→ **The task**: Put the lines below into a numbered list, leaving out blank lines. Begin at the line that contains "TARGET: arched roof structure" and stop after the last line of the records.

● ● ● ● ●

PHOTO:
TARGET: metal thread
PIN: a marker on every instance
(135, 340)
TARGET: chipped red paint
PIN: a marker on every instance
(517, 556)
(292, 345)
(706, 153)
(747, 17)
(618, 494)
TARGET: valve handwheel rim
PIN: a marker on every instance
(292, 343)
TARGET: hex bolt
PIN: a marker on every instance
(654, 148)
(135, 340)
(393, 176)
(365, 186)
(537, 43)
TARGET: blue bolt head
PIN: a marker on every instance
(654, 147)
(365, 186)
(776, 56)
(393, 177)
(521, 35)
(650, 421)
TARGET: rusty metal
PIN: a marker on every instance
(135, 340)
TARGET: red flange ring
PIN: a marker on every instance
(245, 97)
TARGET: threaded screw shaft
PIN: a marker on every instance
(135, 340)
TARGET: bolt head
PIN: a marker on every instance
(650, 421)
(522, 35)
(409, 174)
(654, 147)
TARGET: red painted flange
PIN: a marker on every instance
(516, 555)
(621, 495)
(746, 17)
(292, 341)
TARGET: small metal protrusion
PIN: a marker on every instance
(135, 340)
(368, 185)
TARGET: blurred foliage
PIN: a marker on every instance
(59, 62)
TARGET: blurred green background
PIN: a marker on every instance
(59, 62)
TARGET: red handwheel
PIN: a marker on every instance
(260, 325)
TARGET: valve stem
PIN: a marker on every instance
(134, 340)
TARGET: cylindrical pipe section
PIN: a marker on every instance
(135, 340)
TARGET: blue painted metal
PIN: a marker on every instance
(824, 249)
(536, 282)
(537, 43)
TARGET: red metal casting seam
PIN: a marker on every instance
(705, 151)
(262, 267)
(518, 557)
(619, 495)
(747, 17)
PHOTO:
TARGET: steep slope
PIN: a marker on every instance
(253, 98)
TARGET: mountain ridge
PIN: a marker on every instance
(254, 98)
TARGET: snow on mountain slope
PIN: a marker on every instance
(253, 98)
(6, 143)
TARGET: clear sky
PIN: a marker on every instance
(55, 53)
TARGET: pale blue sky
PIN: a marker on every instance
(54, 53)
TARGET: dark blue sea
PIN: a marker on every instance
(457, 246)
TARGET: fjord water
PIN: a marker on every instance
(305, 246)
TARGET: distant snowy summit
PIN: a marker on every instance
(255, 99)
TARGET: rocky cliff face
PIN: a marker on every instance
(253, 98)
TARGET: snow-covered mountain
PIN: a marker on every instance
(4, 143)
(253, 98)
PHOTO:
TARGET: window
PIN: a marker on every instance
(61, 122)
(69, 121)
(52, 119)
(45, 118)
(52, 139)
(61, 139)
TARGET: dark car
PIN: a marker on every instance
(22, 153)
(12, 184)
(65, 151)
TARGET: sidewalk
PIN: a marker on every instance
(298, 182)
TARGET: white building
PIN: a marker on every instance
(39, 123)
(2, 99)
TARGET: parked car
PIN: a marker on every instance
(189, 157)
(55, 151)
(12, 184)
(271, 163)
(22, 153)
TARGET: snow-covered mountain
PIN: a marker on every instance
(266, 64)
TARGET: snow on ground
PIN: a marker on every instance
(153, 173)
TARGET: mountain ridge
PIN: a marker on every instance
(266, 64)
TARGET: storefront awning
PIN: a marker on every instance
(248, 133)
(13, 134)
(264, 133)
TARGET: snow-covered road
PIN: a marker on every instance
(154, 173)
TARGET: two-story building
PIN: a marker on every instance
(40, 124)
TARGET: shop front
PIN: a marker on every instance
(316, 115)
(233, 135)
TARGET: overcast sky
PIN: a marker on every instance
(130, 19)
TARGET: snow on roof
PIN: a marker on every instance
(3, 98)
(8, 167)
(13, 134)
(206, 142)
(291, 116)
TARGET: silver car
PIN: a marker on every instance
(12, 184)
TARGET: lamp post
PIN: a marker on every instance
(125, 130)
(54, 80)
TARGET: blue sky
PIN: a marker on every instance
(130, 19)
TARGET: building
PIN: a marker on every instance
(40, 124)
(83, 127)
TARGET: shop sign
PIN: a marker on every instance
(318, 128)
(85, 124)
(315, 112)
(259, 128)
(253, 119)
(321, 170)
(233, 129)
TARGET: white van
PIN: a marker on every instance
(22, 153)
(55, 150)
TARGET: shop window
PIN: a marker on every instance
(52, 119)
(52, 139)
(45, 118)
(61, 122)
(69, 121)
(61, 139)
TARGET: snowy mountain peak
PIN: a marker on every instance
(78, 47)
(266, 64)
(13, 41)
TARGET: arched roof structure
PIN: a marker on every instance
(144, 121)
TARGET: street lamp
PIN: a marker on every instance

● ● ● ● ●

→ **Expected answer**:
1. TARGET: arched roof structure
2. PIN: a marker on every instance
3. (144, 121)
4. TARGET: street lamp
5. PIN: a marker on every instance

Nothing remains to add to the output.